> [DOCUMENT SECTION]:
- Opening Delimiter -
To Örebro University

Per- and polyfluorinated alkyl substances (PFASs) are environmental pollutants of global concern due to their persistence and widespread occurrence in humans, wildlife and the environment. These compounds have been extensively used in various commercial and industrial applications since the mid-1900. In 2009, perfluorooctane sulfonic acid (PFOS) was added to the Stockholm convention to protect humans and wildlife from harmful effects. In Sweden, severe PFAS contamination in drinking water has resulted in elevated blood PFAS concentrations in residents living in contaminated areas.

The present study evaluated microbial binding of PFASs was tested. The binding capacity was assessed in both live and dead Escherichia coli for various PFOS concentrations. The binding capacity of dead cells was higher (286-3324 μg/g of bacterial pellet) compared to live E. coli cells, showing a 5 – 7 fold lower binding capacity (38-675 μg/g of bacterial pellet). For PFOS, the affinity of branched isomers was similar to that of linear compounds. . Furthermore, other species of bacteria were tested for binding capacity of various mixtures of PFASs from both technical products and contaminated environmental waters, including Pseudomonas nitroreducens and Acidovorax delafieldii. After treatment, bacteria pellets were extracted and analyzed using liquid chromatography tandem mass spectrometry (LC-MS/MS). Preliminary results indicate preferential binding for PFOS, the contaminant present in the highest concentration in both contaminated environmental water and spiked water of the sum of eleven PFASs recommended for analysis by the Swedish Food agency.

This study gives increased knowledge of microbial binding of perfluoroalkyl substances giving insight on PFAS transport in the environment and at different trophic levels. The phenomenon of microbial binding of PFASs could also be used to establish a more cost effective remediation of PFAS contaminated waters. Further, it could lead to increased understanding of toxicological effects of PFASs related to the gut microbiota.
- Closing Delimiter -
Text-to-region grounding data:
- Opening Delimiter -
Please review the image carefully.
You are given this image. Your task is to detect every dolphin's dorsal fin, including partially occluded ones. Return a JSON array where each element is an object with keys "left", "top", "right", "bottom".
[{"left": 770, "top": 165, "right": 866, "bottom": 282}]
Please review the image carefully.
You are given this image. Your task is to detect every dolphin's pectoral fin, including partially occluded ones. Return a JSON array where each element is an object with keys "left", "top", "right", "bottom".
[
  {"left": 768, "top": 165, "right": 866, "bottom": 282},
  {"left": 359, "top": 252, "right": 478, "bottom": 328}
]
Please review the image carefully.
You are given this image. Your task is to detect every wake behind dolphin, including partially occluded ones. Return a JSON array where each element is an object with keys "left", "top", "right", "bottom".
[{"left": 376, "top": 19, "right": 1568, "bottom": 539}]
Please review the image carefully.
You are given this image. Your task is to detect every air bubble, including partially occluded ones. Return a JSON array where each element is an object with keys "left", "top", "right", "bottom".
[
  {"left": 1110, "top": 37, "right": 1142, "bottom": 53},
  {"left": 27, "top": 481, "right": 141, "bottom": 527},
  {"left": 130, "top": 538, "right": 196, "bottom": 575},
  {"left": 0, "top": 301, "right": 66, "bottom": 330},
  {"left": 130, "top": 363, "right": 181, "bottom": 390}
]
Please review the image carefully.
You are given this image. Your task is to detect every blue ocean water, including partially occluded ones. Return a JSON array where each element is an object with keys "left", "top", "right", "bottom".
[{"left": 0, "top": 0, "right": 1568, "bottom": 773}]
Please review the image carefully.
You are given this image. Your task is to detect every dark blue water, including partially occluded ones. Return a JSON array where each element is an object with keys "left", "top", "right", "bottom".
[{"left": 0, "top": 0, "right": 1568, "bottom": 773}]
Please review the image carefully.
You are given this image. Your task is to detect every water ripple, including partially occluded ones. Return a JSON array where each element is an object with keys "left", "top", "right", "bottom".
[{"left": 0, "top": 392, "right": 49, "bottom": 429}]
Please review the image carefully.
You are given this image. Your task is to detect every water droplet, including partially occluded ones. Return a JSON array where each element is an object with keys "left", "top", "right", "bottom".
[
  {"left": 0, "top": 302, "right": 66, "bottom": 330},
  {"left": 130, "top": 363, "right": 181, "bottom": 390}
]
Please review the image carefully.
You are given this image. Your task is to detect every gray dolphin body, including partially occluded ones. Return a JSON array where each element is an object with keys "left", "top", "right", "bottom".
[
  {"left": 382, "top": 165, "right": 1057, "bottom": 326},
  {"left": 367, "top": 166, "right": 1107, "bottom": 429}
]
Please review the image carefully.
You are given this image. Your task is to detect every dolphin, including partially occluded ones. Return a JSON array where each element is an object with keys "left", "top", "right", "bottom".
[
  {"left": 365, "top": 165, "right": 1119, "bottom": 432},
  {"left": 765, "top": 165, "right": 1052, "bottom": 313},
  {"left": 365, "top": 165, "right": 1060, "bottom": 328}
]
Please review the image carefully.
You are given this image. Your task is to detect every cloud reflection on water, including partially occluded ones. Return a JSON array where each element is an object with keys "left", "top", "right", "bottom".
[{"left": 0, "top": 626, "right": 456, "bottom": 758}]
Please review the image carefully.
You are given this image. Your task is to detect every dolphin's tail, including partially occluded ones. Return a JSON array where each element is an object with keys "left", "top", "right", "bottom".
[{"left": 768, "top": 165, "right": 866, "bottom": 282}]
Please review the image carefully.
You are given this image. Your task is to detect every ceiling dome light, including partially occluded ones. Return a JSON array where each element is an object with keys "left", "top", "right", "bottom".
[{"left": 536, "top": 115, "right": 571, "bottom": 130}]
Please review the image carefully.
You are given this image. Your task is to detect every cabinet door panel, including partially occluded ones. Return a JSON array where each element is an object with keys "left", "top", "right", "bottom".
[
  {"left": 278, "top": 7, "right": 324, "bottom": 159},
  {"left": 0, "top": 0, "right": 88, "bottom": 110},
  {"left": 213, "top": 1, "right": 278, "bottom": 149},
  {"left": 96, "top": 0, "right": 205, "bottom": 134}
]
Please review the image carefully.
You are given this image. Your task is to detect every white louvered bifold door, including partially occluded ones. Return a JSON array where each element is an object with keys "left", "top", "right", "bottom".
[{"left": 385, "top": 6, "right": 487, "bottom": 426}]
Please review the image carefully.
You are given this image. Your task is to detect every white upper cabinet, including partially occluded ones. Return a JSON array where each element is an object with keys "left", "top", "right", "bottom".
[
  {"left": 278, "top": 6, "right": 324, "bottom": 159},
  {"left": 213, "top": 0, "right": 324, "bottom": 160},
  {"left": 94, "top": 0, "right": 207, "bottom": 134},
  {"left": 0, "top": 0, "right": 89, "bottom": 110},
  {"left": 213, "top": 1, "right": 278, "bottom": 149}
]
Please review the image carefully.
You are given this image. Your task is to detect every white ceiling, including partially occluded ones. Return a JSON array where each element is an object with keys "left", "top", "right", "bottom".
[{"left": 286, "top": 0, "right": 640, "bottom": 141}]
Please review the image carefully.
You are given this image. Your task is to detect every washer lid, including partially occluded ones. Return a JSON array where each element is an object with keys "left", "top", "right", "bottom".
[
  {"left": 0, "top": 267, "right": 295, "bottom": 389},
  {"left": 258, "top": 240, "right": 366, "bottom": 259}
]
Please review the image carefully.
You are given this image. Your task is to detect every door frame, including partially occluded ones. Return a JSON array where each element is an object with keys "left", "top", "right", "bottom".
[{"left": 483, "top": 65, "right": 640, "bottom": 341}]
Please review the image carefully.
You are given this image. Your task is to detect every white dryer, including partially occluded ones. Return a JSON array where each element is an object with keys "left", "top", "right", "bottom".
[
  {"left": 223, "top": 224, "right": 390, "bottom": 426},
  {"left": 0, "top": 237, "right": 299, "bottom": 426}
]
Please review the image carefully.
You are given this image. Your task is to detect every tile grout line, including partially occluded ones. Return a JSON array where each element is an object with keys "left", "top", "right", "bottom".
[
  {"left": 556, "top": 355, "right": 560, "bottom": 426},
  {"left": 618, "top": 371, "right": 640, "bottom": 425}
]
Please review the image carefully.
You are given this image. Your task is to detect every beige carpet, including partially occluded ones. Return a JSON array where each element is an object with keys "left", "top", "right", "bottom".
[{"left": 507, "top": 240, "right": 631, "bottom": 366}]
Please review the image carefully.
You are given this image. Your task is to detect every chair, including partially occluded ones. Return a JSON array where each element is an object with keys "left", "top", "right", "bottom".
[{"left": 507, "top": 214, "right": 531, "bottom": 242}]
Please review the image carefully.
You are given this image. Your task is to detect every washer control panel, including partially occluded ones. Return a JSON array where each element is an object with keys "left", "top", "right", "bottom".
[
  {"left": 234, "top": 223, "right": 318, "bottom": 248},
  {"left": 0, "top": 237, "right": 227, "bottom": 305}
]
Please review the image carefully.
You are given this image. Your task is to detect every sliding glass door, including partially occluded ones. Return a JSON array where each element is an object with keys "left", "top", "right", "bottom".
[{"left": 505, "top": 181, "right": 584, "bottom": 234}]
- Closing Delimiter -
> [TO DO]: Copy the PFAS text from "Per- and polyfluorinated" up to and including "in contaminated areas.", substituting "contaminants" for "pollutants".

> [SOLUTION TO THIS PROBLEM]:
Per- and polyfluorinated alkyl substances (PFASs) are environmental contaminants of global concern due to their persistence and widespread occurrence in humans, wildlife and the environment. These compounds have been extensively used in various commercial and industrial applications since the mid-1900. In 2009, perfluorooctane sulfonic acid (PFOS) was added to the Stockholm convention to protect humans and wildlife from harmful effects. In Sweden, severe PFAS contamination in drinking water has resulted in elevated blood PFAS concentrations in residents living in contaminated areas.